EXERCISE OBJECTIVE
From the first line through the line containing "Within each instance, areas", transcribe the records exactly and include no other lines.

Collected data

++++++

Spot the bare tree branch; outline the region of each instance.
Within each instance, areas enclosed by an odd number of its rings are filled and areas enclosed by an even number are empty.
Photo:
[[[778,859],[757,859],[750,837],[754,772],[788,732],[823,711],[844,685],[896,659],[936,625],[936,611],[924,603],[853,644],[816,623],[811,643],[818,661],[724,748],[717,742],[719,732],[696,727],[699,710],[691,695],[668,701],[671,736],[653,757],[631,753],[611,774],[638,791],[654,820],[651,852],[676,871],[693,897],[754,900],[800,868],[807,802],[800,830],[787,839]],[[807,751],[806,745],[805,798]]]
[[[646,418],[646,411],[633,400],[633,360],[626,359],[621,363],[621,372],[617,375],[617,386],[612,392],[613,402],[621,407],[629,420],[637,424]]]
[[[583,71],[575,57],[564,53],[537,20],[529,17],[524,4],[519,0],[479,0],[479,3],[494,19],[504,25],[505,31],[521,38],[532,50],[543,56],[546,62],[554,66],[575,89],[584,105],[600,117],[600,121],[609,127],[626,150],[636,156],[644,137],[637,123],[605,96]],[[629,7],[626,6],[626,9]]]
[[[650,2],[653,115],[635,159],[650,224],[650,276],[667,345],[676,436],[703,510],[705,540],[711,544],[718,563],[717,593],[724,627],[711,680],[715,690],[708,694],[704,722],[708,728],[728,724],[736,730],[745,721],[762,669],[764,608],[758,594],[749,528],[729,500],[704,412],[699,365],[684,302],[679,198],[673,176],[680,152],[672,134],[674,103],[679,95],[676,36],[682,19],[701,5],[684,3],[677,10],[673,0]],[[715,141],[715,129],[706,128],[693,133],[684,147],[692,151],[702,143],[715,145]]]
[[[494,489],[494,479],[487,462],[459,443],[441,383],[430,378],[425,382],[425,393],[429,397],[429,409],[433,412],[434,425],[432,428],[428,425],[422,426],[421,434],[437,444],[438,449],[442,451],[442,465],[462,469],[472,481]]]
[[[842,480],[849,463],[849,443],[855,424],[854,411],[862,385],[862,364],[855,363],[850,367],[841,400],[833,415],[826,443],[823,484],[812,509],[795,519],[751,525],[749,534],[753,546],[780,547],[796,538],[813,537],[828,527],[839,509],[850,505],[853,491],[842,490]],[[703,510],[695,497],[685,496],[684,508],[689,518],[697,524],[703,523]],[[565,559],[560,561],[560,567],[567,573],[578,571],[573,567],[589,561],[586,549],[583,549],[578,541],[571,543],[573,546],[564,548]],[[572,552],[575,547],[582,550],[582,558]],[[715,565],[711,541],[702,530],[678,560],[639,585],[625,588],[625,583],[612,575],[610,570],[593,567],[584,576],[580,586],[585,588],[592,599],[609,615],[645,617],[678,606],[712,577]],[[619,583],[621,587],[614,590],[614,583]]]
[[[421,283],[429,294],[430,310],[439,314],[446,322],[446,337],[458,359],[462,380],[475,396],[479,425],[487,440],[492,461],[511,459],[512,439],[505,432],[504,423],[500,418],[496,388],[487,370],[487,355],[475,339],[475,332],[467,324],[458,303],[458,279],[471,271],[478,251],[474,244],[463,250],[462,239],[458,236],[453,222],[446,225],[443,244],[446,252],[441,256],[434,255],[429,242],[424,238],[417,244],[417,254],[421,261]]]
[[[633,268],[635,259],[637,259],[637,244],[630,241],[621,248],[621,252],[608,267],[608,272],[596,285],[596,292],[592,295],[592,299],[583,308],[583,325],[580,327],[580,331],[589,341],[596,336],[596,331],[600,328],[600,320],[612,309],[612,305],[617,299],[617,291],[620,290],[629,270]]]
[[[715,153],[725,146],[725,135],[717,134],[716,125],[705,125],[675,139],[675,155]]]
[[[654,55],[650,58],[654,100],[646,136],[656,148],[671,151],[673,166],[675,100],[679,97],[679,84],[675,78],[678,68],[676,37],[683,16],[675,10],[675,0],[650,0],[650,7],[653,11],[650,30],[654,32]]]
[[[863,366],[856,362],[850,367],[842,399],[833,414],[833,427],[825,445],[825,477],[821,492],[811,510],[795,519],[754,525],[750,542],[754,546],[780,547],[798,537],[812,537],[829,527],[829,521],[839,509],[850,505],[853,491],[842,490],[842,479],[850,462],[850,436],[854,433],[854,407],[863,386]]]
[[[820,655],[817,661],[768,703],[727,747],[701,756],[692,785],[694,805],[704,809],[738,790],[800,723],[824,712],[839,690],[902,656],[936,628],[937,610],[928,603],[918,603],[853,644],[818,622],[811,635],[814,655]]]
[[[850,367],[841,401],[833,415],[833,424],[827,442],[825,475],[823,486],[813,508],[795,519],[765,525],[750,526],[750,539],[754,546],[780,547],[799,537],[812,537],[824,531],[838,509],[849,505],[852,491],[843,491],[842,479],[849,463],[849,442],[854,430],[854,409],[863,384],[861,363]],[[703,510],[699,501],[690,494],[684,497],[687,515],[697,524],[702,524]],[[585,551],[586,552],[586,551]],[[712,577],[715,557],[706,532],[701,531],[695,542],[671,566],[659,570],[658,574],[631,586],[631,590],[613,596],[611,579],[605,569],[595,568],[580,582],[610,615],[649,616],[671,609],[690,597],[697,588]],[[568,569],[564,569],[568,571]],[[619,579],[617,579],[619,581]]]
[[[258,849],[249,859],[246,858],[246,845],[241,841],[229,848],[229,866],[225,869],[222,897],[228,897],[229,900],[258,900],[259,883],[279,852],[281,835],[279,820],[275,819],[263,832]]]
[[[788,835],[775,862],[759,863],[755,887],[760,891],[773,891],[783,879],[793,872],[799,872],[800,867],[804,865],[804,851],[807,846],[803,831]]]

++++++

RESULT FOR THIS EXERCISE
Spot the bare tree branch; outline the region of each instance.
Within each instance, areas enclosed by an odd number of its rings are filled and areas enclosed by an even number are empty.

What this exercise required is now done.